**CONSIGNE:** Reprenez le texte sur la formule alchimique « Solve et coagula » et poursuivez-le à partir de sa dernière phrase.

**TEXTE À LIRE:**
....

SOLVE ET COAGULA, QUESACO ?

Solve et coagula, c’est la formule latine alchimique que j’ai choisie en guise de préambule à mes accompagnements et que j’ai affichée sur la page d’accueil de mon site. La traduction littérale en est « dissous et coagule », que j’ai retranscrit par « clarifie et intègre ».

 

Cela vous semble mystérieux au point d’en perdre votre latin et de vous disperser dans les méandres sinueux de l’esprit obscurci ? Alors restez là, présents, attentifs. Lisez ce qui va suivre et qui devrait vous permettre de vous rassembler, à la clarté flamboyante du cœur.

 

À l’origine, cette expression est employée par les alchimistes qui œuvrent à transformer le plomb en or, dans l’athanor. C’est un processus de sublimation de la matière, qui s’applique en réalité à notre corps physique, sublimé à la lumière du cœur et de l’esprit.

 

Les sagesses orientales s’y réfèrent à leur manière, comme le Traité taoïste du Secret de la Fleur d’Or de Lu Tsou ou les yoga méditatifs tibétains qui proposent, à la lueur de l’esprit, de dissoudre la matière du corps pour qu’il devienne vide et baigné de lumière, car c’est à cet endroit de pure présence que la magie de la transformation opère.

 

Notre corps est l’athanor, le chaudron, le creuset, dans l’intimité duquel la matière œuvre jusqu’à en voir jaillir la lumière incandescente, dans le cœur. C’est ce que les taoïstes nomment la révolution de la lumière, qui nous relie entre Ciel et Terre.

....

**ENTRÉES FOURNIES:**
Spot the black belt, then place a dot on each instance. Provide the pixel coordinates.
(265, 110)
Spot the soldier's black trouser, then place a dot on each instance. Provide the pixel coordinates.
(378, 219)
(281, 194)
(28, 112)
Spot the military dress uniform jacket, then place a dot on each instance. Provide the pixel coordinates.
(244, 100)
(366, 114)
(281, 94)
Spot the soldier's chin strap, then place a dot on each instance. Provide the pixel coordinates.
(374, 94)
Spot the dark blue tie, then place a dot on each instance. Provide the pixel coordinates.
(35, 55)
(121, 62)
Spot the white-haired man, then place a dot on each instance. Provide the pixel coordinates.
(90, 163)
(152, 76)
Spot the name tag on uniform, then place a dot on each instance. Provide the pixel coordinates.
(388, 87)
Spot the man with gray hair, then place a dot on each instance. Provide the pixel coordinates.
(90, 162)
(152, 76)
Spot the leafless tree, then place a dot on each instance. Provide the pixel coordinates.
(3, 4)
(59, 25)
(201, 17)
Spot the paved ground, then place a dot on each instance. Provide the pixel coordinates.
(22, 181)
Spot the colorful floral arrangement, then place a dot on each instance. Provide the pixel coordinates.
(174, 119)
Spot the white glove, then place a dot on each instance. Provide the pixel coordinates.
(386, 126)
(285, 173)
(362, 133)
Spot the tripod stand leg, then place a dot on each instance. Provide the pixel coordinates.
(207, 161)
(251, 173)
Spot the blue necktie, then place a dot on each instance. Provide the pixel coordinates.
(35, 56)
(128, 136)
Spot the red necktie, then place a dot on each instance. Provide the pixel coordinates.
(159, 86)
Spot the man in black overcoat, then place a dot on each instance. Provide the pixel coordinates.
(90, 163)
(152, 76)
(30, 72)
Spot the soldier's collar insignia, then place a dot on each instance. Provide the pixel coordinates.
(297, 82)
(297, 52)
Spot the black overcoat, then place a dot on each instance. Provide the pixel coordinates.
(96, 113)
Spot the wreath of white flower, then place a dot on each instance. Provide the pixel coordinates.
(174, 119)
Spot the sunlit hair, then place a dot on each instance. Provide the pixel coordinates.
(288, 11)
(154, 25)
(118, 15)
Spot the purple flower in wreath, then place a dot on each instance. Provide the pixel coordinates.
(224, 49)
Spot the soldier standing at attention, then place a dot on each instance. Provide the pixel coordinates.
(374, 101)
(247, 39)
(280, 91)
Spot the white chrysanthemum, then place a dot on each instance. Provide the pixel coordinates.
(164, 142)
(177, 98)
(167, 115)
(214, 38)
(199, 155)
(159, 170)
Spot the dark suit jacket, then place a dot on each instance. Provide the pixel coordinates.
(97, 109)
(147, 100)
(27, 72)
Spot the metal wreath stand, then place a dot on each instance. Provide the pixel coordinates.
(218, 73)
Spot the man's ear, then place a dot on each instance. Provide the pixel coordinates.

....

**RÉPONSE RÉDIGÉE:**
Au cours de notre cheminement intérieur, nous descendons en nous-même tel le fil à plomb qui invite à l’introspection. Nous pouvons laisser de côté la vue physique des yeux pour ouvrir le regard intérieur, celui du cœur. Alors nous devenons le témoin privilégié de notre propre ouvrage, où tout est mouvement incessant, où tout est éternellement vivant, décomposé et recomposé, entre déséquilibre et équilibre.

 

Le philosophe grec Anaxagore écrivait dans ses Fragments au Ve siècle avant notre ère : « Rien ne naît ni ne périt, mais des choses déjà existantes se combinent, puis se séparent de nouveau. »

 

Tout cela converge vers la même idée que tout est déjà là, en nous, sans que nous ayons besoin de quérir un quelconque trésor à l’extérieur.

 

Solve et coagula est alors une invitation à plonger en nous-même pour nous rencontrer au cœur de notre vérité propre et naviguer jusque dans les recoins obscurcis de notre être pour voir vraiment et clarifier ce qui a besoin de l’être pour notre évolution personnelle.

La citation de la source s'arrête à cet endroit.